BEGIN

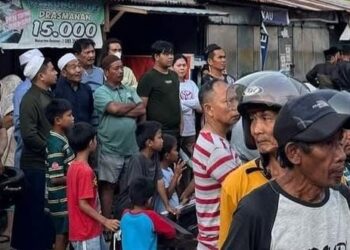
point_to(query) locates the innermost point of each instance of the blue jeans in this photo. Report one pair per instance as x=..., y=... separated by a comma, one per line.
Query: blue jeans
x=97, y=243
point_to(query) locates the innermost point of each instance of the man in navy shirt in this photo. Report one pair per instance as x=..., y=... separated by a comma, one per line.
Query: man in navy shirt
x=69, y=87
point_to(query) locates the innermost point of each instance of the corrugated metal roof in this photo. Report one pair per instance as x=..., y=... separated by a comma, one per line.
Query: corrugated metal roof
x=167, y=10
x=157, y=2
x=312, y=5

END

### Set exercise:
Reproduce verbatim the rows from the one containing "navy shirt in" through the final row, inclusive.

### Output for this task:
point_to(query) locates the innermost point of each instance of the man in navy shirt in this photo. Report one pair per instance as x=..., y=... separated by a comma, one per line.
Query: man in navy shirt
x=69, y=87
point_to(query) locates the innermost point of each instance of the corrugated metal roof in this photo. Report one pair per instance as x=..., y=... separated by a comma, one per line.
Query: corrugated metal roof
x=167, y=10
x=157, y=2
x=312, y=5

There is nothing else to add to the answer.